*REQUIRED WORK*.
How many lines in the items below contain the word "locomotive"? Reply with the number only.
— Start STORED RECORDS —
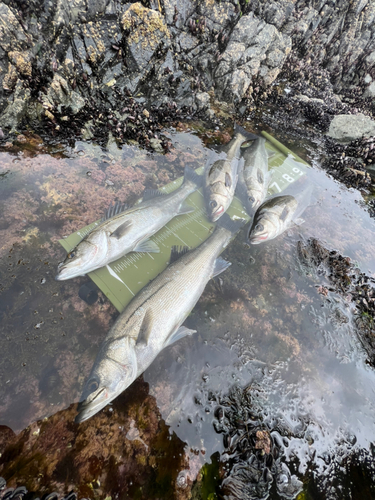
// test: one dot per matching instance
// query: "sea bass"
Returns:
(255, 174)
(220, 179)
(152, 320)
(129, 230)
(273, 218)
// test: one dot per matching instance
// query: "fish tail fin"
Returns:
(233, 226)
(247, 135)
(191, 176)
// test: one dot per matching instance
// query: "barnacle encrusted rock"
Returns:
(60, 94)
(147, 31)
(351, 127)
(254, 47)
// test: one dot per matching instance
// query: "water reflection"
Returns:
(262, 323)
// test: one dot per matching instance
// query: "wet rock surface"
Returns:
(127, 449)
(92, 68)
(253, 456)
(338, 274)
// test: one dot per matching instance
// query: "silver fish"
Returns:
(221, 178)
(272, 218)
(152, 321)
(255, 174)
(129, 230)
— End STORED RECORDS —
— Start STORED RECORDS —
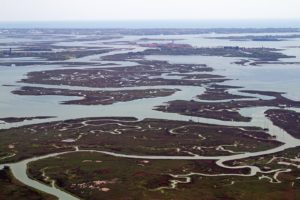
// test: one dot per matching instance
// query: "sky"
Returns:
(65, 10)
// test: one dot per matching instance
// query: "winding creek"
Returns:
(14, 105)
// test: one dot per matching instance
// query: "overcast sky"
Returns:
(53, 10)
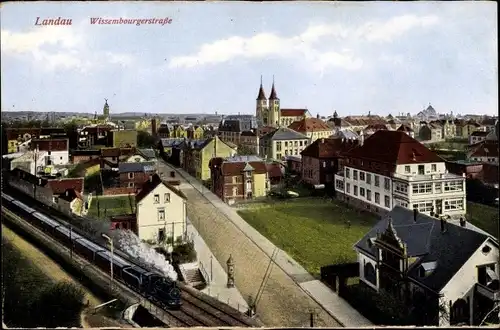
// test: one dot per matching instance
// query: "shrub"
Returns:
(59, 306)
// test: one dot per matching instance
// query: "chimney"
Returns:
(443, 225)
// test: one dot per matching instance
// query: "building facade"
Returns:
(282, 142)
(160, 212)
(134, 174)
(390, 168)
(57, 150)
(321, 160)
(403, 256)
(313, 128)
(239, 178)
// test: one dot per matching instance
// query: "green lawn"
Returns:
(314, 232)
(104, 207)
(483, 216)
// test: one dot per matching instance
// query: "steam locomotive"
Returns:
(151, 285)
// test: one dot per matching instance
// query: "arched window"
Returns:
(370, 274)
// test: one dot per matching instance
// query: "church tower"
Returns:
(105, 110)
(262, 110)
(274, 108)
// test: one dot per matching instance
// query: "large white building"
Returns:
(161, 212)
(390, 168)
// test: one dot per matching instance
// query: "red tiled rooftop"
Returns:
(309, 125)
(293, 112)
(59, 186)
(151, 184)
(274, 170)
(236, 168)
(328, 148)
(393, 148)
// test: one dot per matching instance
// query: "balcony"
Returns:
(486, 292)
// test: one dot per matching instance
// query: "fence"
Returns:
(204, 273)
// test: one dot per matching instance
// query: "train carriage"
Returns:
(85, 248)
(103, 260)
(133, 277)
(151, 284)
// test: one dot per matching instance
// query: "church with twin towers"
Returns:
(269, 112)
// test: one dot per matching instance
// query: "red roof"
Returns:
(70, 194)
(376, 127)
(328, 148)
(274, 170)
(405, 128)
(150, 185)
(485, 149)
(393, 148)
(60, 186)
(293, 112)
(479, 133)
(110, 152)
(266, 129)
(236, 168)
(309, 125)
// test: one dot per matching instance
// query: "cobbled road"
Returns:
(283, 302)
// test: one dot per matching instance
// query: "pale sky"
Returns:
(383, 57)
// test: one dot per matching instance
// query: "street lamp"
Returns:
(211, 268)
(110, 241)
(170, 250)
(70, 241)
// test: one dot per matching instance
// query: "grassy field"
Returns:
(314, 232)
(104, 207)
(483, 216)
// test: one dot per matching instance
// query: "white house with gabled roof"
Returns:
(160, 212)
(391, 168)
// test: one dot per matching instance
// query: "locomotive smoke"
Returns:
— End STORED RECORDS —
*SOLUTION BELOW*.
2